▶ **Exercise goal**:
Turn the data below, from the line with "staircase? Mark that spot." up to and including the line with "(1124, 141)", into a numbered list with one item per line, leaving out any blank lines.

▶ **Material supplied**:
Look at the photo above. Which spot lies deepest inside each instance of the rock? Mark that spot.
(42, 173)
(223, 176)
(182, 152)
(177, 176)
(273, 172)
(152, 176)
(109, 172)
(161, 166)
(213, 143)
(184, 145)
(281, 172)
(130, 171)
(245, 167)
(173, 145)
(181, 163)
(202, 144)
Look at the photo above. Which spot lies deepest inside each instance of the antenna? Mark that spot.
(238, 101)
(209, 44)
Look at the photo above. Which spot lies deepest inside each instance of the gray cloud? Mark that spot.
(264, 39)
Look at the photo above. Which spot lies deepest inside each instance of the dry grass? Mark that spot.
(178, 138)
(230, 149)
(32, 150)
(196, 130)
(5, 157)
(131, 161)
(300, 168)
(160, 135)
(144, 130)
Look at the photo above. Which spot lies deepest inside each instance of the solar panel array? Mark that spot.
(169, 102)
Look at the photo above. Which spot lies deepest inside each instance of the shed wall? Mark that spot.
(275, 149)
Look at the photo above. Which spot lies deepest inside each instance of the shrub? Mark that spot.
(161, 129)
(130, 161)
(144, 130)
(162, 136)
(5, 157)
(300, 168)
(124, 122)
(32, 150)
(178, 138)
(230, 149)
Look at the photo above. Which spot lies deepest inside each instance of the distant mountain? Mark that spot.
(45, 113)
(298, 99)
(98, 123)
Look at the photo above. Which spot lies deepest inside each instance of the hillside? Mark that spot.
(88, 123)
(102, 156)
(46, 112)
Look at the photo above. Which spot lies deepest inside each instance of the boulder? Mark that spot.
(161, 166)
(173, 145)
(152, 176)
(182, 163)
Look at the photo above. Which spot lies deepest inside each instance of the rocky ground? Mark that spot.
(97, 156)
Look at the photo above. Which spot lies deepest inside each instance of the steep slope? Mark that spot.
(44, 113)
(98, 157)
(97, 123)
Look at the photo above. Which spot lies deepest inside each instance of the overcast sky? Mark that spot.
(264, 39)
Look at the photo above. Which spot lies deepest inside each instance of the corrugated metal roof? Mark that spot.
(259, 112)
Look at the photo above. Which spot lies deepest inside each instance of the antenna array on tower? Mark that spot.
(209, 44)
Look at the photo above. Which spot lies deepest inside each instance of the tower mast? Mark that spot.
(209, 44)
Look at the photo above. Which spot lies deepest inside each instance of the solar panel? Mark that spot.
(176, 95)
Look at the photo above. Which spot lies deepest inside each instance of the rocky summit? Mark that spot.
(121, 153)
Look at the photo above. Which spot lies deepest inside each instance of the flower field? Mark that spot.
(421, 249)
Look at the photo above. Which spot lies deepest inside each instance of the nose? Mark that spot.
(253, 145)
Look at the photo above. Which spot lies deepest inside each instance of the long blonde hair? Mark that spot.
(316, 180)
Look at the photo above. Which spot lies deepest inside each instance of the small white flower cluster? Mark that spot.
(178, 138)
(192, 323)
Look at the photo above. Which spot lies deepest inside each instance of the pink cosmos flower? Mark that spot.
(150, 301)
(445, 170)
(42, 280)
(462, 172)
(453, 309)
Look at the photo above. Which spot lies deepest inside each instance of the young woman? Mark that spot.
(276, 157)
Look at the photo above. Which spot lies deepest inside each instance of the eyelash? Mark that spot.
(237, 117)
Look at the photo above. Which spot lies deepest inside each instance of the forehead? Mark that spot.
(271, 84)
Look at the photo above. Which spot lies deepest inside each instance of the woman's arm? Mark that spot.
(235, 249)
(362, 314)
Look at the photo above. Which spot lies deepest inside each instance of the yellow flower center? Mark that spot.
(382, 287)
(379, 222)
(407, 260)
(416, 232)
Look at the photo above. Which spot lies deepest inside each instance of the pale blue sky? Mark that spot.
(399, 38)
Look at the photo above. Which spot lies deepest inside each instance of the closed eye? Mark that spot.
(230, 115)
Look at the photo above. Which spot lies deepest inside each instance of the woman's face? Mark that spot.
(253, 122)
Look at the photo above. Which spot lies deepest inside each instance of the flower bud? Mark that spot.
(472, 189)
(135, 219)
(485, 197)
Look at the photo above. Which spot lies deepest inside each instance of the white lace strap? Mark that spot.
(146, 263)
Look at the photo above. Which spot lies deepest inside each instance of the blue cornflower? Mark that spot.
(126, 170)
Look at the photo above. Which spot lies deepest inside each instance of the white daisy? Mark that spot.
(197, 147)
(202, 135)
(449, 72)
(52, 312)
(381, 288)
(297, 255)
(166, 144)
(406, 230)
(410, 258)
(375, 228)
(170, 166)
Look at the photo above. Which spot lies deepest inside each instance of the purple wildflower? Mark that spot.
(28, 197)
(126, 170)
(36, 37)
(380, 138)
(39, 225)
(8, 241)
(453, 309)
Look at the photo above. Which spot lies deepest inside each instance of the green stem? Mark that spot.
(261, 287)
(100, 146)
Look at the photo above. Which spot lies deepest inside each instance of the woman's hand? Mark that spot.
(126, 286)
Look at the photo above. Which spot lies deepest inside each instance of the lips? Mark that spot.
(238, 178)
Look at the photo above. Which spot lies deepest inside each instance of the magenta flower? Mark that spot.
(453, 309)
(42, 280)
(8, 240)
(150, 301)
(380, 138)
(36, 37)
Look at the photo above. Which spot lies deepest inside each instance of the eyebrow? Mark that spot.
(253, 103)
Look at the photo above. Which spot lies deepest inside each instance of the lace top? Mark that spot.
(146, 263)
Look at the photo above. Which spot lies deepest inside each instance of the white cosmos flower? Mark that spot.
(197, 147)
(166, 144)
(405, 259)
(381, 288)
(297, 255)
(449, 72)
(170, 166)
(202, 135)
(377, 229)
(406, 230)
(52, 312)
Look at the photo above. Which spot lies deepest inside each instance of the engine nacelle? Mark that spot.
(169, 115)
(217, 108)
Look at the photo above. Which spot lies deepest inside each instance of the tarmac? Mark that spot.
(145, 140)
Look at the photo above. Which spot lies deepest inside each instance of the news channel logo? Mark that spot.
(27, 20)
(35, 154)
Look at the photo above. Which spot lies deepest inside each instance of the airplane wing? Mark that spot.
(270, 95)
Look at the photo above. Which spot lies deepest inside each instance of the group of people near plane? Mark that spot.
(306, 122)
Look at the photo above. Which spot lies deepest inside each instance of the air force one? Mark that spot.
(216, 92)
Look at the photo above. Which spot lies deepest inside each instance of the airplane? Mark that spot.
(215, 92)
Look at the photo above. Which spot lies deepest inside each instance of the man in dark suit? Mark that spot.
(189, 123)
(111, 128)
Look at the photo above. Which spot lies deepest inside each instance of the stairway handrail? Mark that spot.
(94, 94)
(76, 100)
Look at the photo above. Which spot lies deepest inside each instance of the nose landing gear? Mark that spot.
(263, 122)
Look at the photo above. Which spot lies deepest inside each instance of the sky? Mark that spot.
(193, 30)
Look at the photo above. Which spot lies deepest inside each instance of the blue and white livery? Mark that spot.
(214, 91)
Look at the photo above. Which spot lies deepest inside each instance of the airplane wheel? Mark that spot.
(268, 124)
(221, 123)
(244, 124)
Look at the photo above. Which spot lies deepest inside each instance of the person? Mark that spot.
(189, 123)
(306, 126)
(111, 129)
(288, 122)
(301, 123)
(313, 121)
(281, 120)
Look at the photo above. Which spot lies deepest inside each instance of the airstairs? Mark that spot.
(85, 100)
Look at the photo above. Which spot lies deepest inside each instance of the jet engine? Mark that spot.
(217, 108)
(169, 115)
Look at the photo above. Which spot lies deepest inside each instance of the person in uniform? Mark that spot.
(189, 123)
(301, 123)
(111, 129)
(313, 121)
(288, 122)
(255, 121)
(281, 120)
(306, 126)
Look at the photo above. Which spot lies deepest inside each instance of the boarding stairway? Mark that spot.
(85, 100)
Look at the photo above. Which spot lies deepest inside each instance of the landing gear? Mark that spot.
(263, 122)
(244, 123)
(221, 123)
---
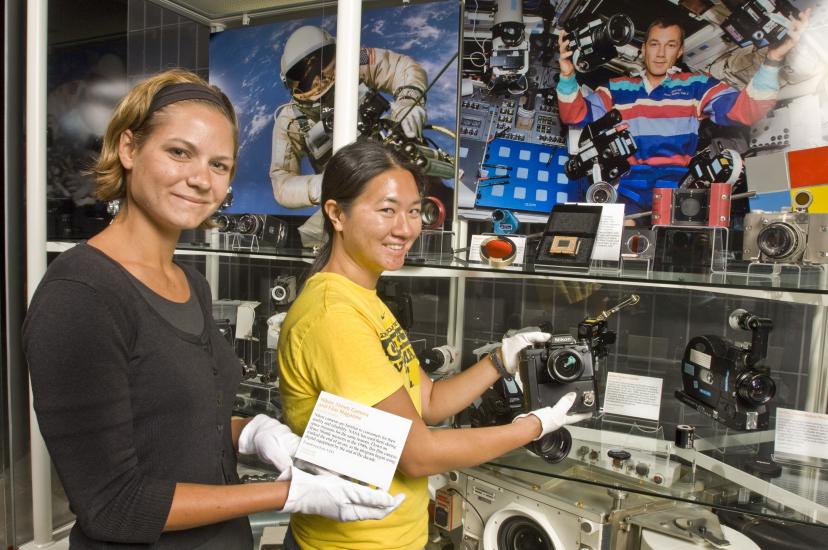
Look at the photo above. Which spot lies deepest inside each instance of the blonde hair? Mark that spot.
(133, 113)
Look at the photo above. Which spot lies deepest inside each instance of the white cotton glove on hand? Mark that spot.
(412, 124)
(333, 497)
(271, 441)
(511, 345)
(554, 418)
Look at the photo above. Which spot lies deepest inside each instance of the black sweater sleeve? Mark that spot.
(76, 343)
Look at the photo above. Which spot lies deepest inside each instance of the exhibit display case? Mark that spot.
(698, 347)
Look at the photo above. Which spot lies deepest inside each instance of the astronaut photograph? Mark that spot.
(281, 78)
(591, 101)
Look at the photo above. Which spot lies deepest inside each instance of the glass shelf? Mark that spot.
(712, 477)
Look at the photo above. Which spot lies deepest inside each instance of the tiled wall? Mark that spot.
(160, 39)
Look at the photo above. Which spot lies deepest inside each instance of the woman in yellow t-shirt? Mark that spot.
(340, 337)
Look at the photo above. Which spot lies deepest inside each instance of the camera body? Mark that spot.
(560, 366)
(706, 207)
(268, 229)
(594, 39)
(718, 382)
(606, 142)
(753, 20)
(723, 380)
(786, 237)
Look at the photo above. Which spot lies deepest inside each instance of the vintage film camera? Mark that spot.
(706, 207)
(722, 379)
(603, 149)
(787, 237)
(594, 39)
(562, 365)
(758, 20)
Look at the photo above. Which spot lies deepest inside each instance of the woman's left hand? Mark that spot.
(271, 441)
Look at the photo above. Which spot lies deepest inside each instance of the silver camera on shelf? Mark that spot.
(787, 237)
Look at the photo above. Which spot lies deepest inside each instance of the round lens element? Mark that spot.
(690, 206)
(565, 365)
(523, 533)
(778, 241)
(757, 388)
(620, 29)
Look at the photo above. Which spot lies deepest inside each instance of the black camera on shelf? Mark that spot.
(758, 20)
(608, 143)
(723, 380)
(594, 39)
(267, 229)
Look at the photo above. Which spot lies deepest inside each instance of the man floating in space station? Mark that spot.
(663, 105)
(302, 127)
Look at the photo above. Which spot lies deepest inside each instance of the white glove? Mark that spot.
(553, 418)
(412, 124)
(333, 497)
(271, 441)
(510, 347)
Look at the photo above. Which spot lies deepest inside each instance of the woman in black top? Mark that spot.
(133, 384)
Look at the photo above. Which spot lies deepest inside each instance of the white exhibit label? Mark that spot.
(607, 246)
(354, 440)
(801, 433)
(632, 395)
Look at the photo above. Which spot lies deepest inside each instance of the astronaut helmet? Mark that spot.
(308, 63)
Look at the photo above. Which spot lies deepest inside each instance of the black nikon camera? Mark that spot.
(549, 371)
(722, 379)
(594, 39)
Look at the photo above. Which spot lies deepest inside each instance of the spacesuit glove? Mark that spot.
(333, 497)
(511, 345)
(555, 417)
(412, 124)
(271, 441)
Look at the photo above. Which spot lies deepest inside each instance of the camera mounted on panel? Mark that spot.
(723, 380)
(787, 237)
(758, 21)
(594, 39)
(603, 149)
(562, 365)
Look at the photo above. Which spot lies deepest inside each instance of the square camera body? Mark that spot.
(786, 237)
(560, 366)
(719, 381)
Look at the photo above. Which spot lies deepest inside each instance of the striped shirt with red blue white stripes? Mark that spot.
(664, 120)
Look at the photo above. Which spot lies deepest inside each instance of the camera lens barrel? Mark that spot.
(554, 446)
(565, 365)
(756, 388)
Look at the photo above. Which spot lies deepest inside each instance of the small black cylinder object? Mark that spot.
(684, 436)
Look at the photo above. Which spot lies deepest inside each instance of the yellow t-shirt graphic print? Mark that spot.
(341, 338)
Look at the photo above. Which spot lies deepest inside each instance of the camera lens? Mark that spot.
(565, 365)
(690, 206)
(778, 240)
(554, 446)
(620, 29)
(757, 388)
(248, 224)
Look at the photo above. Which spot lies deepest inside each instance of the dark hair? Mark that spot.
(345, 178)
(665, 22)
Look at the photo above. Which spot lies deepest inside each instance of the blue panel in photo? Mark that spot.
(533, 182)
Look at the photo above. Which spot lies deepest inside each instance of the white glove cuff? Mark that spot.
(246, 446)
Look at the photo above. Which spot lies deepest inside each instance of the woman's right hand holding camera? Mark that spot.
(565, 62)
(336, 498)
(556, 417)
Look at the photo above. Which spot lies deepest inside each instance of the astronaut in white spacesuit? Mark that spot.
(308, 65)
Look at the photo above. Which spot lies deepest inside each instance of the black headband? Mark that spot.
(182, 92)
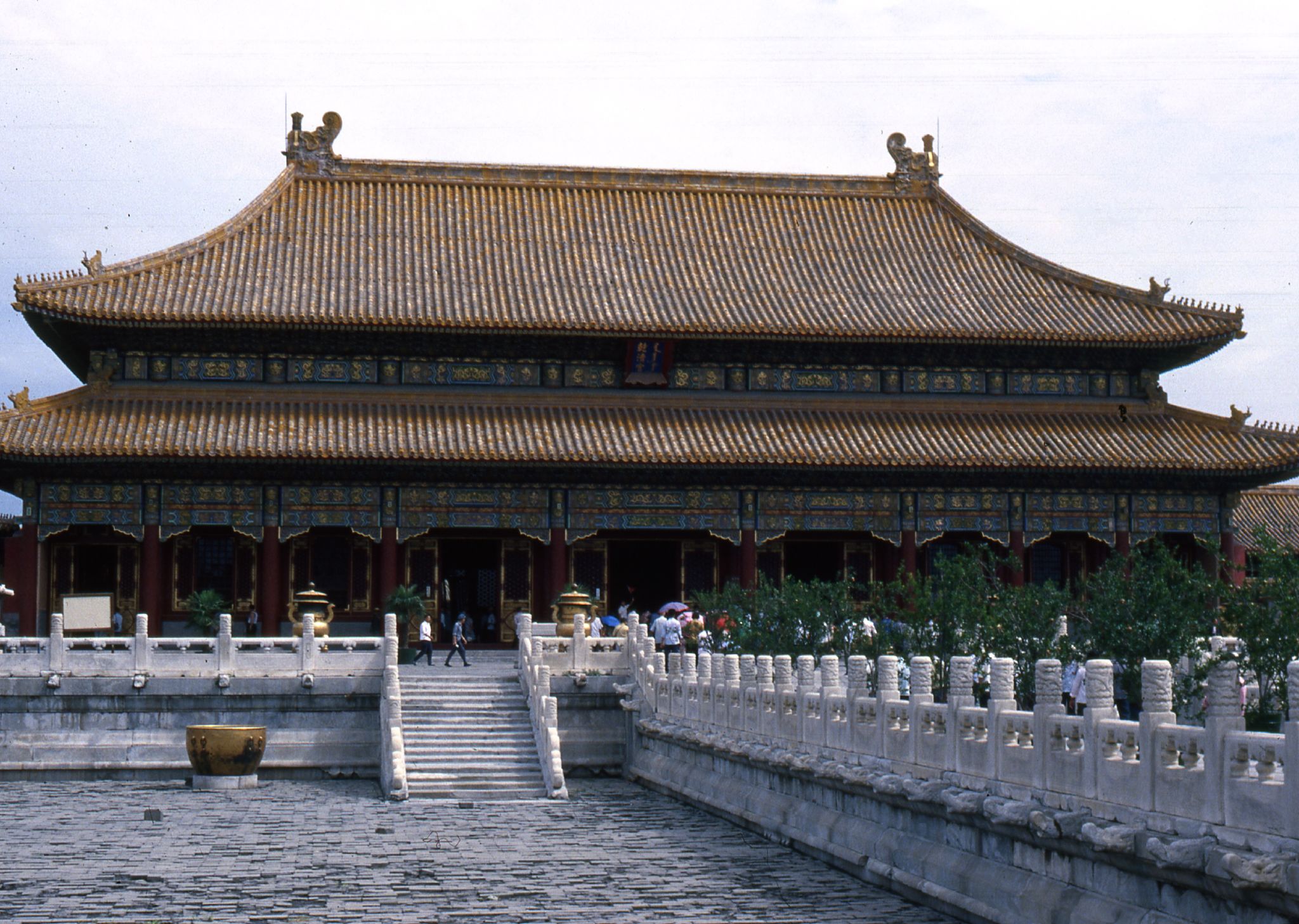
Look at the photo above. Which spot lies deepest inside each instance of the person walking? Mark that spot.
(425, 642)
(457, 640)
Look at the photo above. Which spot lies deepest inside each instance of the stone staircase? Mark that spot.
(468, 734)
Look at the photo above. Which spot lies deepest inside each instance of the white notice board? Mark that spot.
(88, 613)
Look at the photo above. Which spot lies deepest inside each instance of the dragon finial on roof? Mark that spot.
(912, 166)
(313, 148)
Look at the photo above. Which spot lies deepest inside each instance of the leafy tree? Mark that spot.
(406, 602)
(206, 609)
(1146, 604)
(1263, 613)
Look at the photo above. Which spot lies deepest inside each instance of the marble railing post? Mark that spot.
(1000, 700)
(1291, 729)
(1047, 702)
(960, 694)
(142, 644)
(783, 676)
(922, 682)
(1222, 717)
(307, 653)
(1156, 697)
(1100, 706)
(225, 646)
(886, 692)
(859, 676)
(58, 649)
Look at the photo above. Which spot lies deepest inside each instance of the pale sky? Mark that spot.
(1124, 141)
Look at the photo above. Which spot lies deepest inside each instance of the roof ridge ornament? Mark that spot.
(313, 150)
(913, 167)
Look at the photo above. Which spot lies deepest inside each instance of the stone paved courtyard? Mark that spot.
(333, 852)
---
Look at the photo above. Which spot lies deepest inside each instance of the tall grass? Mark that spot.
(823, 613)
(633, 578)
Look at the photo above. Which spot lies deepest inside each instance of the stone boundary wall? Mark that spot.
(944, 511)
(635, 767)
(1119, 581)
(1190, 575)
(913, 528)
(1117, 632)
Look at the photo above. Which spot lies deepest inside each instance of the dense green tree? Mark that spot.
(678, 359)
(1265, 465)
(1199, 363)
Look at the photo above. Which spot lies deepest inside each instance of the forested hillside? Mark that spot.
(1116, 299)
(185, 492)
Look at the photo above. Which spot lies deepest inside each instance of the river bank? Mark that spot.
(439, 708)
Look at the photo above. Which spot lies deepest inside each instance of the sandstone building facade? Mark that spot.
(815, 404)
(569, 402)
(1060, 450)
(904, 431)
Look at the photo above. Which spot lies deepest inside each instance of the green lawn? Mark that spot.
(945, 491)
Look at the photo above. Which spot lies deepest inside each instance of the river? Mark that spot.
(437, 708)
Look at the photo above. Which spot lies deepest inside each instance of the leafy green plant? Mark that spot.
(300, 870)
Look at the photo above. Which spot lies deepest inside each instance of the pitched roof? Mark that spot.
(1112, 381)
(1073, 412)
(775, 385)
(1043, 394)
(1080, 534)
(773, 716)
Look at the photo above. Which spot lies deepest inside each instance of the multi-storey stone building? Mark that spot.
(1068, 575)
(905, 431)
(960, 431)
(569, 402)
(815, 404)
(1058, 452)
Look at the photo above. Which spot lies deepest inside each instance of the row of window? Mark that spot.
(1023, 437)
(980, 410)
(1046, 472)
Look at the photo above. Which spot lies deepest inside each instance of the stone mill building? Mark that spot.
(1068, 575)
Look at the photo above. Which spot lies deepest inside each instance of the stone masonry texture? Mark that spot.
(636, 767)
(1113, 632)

▶ **Written answer**:
1. Look at the photo above. Which spot lies deepest inside each instance of the stone staircase? Mark that spot.
2. (468, 734)
3. Look at the photo above. Which spot lies deepest inside each instance of the white notice board? Mark that spot.
4. (88, 613)
5. Look at the photo above. Which spot lies deepest inside each instance of the dragon finial on roof? Mark that spot.
6. (912, 166)
7. (313, 148)
8. Look at the photo above. Which spot lies deepest inside each instance of the leafy tree? Mark that spot.
9. (406, 602)
10. (206, 609)
11. (1146, 604)
12. (1263, 613)
13. Look at the photo above. Which spot lies deepest inside each instance of the marble railing post? Mark that spot.
14. (1000, 700)
15. (1291, 729)
16. (1047, 702)
17. (960, 694)
18. (142, 644)
19. (783, 676)
20. (922, 682)
21. (1222, 717)
22. (307, 653)
23. (1156, 697)
24. (1100, 706)
25. (225, 646)
26. (886, 692)
27. (859, 676)
28. (58, 649)
29. Look at the photo above. Which spot lies deepest inside each instance of the pale sky? Mark that spot.
30. (1124, 141)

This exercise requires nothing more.